Exercise objective >> From the listing below, pick out each line with the word "frame".

== Data

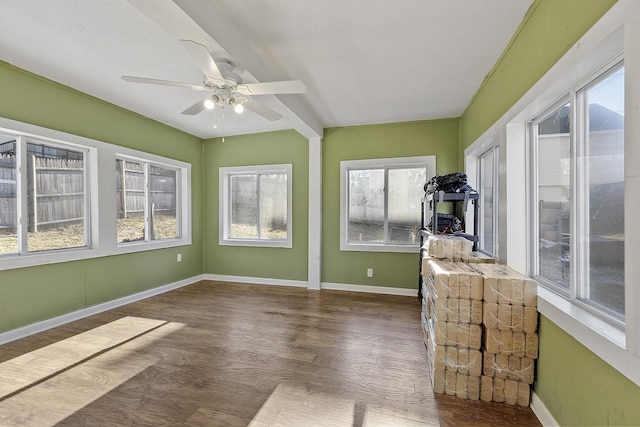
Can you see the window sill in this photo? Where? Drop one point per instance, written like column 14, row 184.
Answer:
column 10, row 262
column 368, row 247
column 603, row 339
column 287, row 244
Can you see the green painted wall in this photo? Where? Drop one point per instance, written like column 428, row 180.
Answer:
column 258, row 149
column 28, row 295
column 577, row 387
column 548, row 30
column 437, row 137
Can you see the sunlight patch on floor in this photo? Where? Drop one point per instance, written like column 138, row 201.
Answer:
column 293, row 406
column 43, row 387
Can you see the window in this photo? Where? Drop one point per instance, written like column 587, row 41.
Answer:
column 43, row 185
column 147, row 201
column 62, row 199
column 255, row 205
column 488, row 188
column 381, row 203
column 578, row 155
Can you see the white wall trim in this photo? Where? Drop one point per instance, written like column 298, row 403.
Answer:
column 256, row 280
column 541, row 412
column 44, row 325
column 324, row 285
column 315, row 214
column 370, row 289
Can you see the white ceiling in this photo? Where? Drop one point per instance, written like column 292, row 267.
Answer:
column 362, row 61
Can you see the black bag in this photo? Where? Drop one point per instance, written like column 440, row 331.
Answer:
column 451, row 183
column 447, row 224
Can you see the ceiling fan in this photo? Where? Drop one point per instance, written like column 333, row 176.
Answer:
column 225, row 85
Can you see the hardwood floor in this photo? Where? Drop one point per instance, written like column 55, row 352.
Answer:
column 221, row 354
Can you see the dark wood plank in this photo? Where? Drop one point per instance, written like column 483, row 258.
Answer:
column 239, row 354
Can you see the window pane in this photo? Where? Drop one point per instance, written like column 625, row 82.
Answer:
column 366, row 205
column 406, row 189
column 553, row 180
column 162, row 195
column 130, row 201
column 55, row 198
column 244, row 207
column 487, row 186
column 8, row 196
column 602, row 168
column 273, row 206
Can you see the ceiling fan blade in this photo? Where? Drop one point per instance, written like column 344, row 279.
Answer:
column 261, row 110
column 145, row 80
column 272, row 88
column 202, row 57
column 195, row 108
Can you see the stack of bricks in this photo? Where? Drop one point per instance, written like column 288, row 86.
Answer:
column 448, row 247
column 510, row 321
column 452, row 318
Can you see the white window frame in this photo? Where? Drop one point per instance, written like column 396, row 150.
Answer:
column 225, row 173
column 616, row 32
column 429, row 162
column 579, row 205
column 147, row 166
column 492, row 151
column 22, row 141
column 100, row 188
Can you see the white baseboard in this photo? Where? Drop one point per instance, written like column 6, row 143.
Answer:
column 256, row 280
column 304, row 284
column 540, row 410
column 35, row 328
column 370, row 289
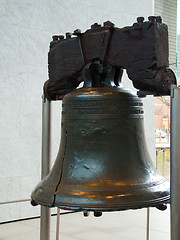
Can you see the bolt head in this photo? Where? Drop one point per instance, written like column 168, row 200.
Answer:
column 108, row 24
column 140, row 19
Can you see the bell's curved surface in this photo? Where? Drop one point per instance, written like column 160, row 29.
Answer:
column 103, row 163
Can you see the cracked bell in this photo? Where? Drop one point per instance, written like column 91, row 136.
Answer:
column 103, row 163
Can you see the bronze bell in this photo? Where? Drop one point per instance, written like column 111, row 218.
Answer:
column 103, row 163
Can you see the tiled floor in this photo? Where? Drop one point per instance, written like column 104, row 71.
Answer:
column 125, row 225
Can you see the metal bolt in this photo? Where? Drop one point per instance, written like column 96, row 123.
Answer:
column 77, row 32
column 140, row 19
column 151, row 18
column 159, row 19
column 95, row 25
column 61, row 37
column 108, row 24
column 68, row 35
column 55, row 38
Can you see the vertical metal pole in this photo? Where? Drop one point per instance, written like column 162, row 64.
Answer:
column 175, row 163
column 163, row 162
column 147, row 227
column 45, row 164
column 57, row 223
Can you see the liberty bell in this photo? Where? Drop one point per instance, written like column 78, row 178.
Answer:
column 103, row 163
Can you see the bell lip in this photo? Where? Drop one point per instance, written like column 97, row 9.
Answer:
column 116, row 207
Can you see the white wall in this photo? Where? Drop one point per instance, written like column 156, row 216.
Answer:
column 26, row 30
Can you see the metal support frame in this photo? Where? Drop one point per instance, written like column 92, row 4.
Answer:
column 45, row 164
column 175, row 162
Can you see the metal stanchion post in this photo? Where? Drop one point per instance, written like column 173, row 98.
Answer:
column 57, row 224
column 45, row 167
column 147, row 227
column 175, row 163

====

Written solution >>
Can you see the white window frame in this photo? Where? Drop one point per instance, written like column 396, row 150.
Can you see the metal support frame in this photo? Where? Drop one point per instance, written like column 92, row 4.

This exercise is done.